::: Data provided :::
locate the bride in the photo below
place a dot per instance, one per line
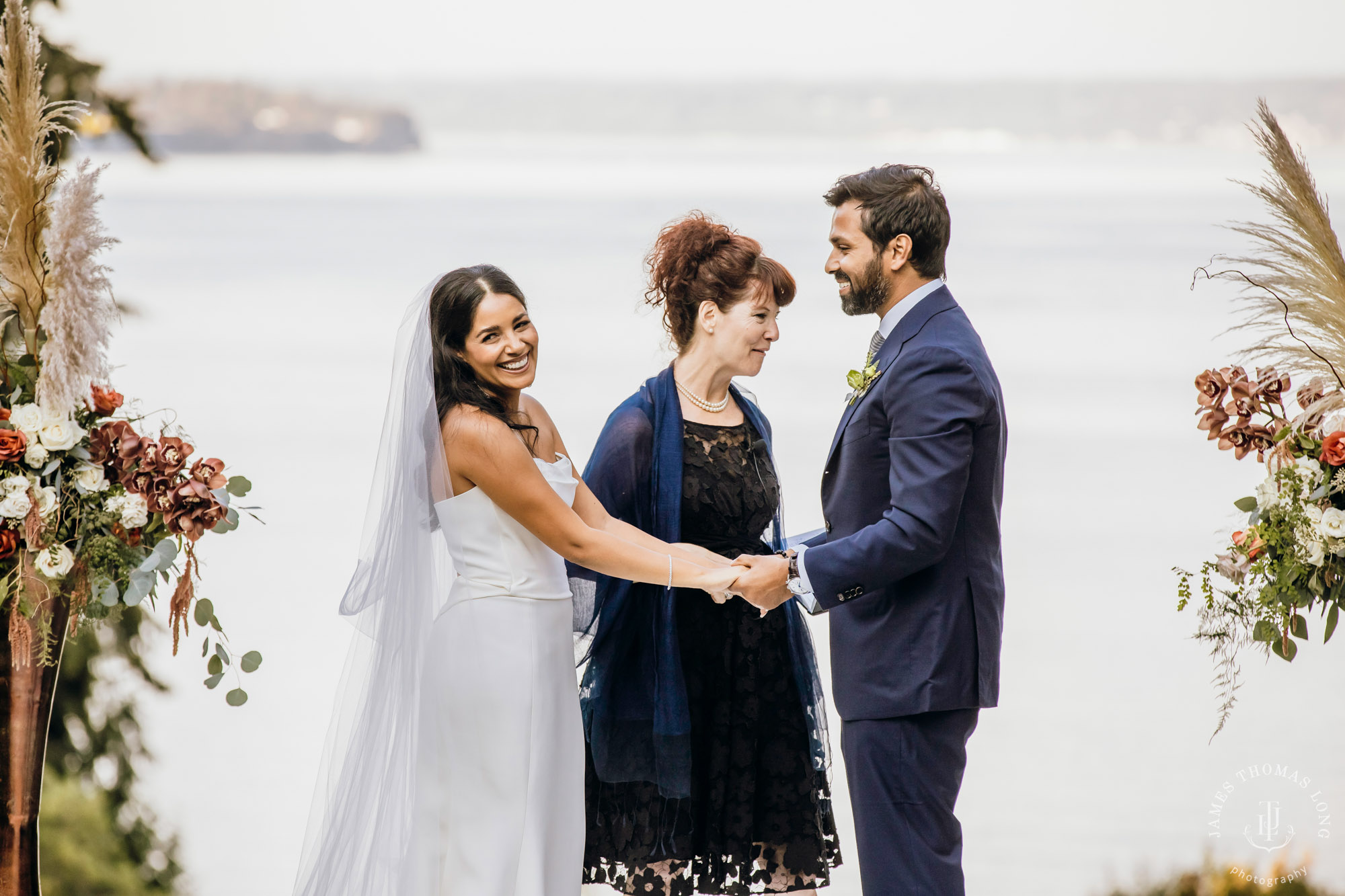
(455, 760)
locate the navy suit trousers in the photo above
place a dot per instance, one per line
(905, 775)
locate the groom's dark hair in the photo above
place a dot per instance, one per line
(900, 200)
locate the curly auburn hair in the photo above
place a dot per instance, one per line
(699, 259)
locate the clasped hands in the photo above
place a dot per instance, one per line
(761, 583)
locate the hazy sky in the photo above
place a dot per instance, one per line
(301, 40)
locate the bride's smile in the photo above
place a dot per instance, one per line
(502, 348)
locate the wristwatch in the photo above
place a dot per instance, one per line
(793, 580)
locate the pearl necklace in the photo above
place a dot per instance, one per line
(714, 407)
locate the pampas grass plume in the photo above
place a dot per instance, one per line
(80, 310)
(1299, 259)
(28, 123)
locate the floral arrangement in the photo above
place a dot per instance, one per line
(1286, 564)
(99, 509)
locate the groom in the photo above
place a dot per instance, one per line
(909, 565)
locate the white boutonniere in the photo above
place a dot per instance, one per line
(860, 381)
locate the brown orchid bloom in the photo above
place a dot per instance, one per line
(193, 510)
(1261, 439)
(106, 443)
(1243, 401)
(1270, 385)
(173, 455)
(1313, 391)
(1214, 421)
(1238, 438)
(1211, 385)
(209, 471)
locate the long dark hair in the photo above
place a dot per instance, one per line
(453, 307)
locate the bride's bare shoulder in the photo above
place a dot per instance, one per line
(474, 431)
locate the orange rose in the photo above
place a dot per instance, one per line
(1254, 545)
(13, 444)
(107, 400)
(1334, 450)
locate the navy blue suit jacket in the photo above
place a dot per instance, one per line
(910, 565)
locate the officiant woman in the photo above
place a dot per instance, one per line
(705, 720)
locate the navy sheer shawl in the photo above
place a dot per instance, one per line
(634, 696)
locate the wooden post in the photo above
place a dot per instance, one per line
(26, 690)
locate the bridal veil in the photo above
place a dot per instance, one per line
(360, 830)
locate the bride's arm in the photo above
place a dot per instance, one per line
(490, 455)
(595, 516)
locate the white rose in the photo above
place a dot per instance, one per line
(1268, 494)
(135, 512)
(1332, 524)
(14, 483)
(36, 455)
(29, 419)
(61, 435)
(89, 479)
(48, 499)
(15, 505)
(54, 561)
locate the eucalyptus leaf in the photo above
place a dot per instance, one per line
(139, 588)
(106, 592)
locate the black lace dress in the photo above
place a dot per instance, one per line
(759, 818)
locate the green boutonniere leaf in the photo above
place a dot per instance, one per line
(860, 381)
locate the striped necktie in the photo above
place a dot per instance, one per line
(874, 346)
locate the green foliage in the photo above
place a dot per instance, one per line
(111, 557)
(95, 725)
(83, 850)
(69, 77)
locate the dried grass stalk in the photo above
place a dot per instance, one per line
(28, 123)
(182, 596)
(1296, 272)
(80, 310)
(21, 638)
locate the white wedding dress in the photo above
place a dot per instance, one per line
(500, 809)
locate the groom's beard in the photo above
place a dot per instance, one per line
(868, 292)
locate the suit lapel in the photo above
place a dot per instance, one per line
(935, 303)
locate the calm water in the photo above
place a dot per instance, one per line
(268, 291)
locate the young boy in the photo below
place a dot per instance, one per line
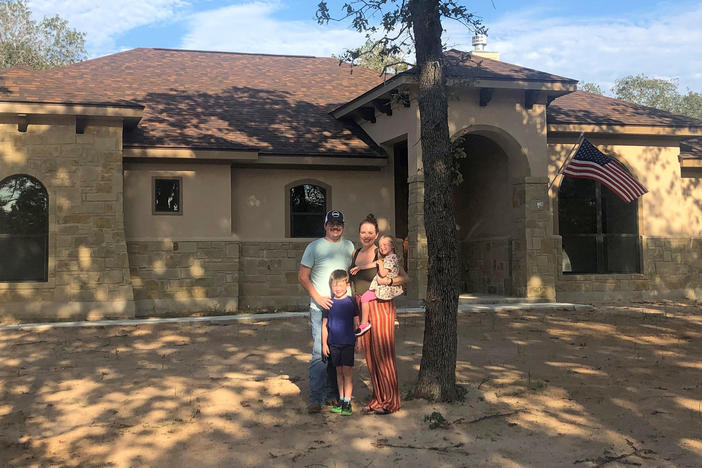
(338, 338)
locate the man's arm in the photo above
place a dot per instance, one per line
(303, 276)
(325, 335)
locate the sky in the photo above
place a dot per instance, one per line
(595, 41)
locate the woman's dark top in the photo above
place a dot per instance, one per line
(360, 282)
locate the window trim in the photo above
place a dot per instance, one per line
(48, 280)
(286, 198)
(599, 235)
(153, 196)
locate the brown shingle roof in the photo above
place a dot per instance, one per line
(463, 64)
(581, 107)
(274, 103)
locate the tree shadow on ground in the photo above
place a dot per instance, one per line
(545, 388)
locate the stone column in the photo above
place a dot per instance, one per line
(534, 247)
(417, 258)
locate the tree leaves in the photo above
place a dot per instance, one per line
(45, 44)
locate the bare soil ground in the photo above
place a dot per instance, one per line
(617, 386)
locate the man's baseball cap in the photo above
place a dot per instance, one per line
(335, 216)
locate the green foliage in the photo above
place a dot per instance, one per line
(371, 55)
(658, 93)
(436, 420)
(387, 26)
(39, 45)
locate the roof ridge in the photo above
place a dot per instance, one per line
(635, 104)
(232, 53)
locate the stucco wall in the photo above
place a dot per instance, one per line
(259, 199)
(670, 223)
(673, 206)
(206, 211)
(88, 274)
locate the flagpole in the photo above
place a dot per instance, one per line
(567, 160)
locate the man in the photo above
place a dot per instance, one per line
(321, 257)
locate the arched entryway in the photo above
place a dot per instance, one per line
(486, 221)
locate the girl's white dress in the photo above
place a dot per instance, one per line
(383, 291)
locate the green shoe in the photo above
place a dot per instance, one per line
(346, 409)
(338, 408)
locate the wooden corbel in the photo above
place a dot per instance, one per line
(486, 96)
(384, 106)
(530, 98)
(367, 113)
(22, 123)
(81, 122)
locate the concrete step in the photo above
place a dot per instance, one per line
(471, 298)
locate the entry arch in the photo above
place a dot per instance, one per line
(487, 219)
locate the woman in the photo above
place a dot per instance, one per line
(379, 342)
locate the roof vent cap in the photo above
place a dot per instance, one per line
(479, 42)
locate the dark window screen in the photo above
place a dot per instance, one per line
(308, 204)
(167, 196)
(24, 229)
(599, 230)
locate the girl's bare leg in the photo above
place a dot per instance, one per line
(364, 312)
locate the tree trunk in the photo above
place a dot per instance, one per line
(437, 372)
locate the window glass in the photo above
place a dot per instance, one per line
(599, 231)
(167, 195)
(308, 204)
(24, 229)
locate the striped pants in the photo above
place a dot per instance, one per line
(379, 346)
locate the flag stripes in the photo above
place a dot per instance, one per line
(591, 163)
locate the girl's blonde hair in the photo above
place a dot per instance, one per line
(392, 244)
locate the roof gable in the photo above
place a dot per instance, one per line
(581, 107)
(276, 104)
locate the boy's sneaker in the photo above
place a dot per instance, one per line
(364, 327)
(346, 408)
(338, 407)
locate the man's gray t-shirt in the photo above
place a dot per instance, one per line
(323, 257)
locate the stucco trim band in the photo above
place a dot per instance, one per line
(68, 310)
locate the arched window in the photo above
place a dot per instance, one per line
(599, 230)
(307, 205)
(24, 229)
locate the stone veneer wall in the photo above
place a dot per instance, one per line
(417, 257)
(672, 268)
(534, 247)
(88, 275)
(485, 266)
(184, 277)
(269, 276)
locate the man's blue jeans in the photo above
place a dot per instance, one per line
(322, 377)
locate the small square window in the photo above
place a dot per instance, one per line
(168, 196)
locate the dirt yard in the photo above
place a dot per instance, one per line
(617, 386)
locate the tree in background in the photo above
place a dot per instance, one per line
(591, 87)
(406, 26)
(39, 45)
(372, 55)
(653, 92)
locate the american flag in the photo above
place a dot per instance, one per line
(590, 163)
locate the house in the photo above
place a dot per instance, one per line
(156, 181)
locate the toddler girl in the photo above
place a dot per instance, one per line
(388, 267)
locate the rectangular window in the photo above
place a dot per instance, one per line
(168, 195)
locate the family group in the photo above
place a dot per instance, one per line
(352, 309)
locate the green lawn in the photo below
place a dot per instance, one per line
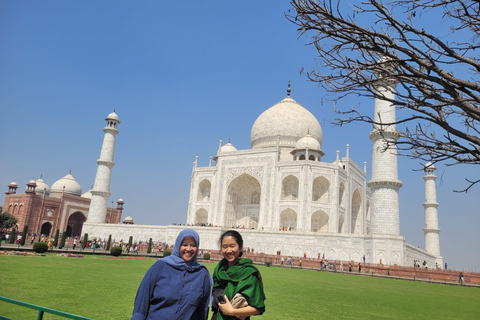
(105, 289)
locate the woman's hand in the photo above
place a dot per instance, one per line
(226, 308)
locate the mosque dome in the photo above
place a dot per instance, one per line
(307, 142)
(429, 165)
(128, 220)
(112, 116)
(286, 118)
(228, 148)
(87, 194)
(71, 185)
(42, 186)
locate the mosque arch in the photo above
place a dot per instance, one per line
(46, 228)
(341, 221)
(204, 190)
(290, 188)
(321, 190)
(356, 212)
(201, 217)
(288, 219)
(239, 209)
(75, 221)
(319, 221)
(368, 210)
(341, 194)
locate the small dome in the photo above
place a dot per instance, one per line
(287, 119)
(228, 148)
(429, 165)
(87, 194)
(71, 186)
(112, 116)
(128, 220)
(42, 186)
(308, 142)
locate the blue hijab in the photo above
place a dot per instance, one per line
(174, 259)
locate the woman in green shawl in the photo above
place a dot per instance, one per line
(235, 275)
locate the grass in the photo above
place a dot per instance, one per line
(105, 289)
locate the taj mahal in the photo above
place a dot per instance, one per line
(285, 198)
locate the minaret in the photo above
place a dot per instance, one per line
(431, 230)
(101, 188)
(384, 210)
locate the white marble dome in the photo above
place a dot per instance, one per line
(228, 148)
(42, 186)
(308, 142)
(71, 185)
(112, 116)
(87, 194)
(286, 118)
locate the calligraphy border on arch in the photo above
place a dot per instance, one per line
(256, 172)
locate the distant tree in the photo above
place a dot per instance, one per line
(62, 239)
(24, 235)
(434, 74)
(109, 242)
(7, 220)
(55, 239)
(130, 242)
(85, 240)
(13, 236)
(149, 249)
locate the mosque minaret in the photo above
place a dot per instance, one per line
(101, 188)
(431, 230)
(385, 211)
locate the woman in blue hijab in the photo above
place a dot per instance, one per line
(175, 287)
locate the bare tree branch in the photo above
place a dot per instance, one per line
(437, 74)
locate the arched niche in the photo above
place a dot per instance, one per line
(321, 190)
(319, 221)
(201, 216)
(356, 221)
(288, 219)
(204, 190)
(290, 188)
(243, 202)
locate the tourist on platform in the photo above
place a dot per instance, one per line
(175, 287)
(237, 284)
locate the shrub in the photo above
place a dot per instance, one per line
(130, 243)
(62, 239)
(116, 251)
(24, 235)
(55, 240)
(40, 247)
(85, 240)
(109, 242)
(13, 236)
(149, 249)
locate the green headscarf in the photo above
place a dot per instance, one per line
(243, 278)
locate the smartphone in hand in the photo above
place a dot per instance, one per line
(221, 299)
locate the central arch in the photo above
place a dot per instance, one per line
(243, 202)
(288, 219)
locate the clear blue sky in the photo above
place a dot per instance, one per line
(181, 76)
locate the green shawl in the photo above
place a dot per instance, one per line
(242, 278)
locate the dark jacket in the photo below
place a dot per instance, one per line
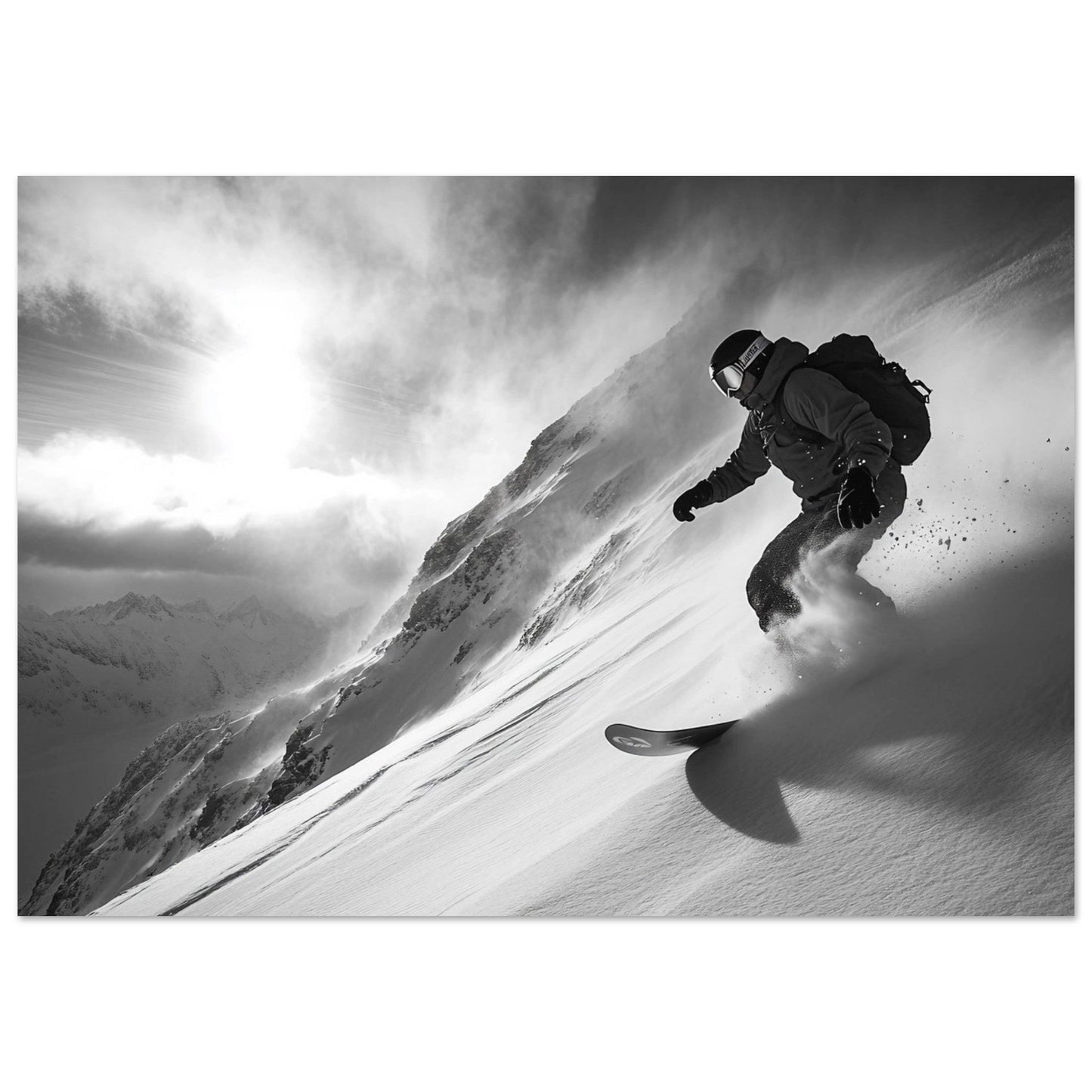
:::
[Work task]: Output the lines of the records above exactly as they appear, from the line containing "locate the american flag in the photo above" through the line containing "locate the rectangular".

[Answer box]:
locate the american flag in the photo above
place a dot per instance, one per line
(590, 163)
locate the house in the photo above
place a dot per instance, one per line
(156, 181)
locate the toddler girl in the photo above
place a dot per instance, one per line
(388, 267)
locate the rectangular window in the photo above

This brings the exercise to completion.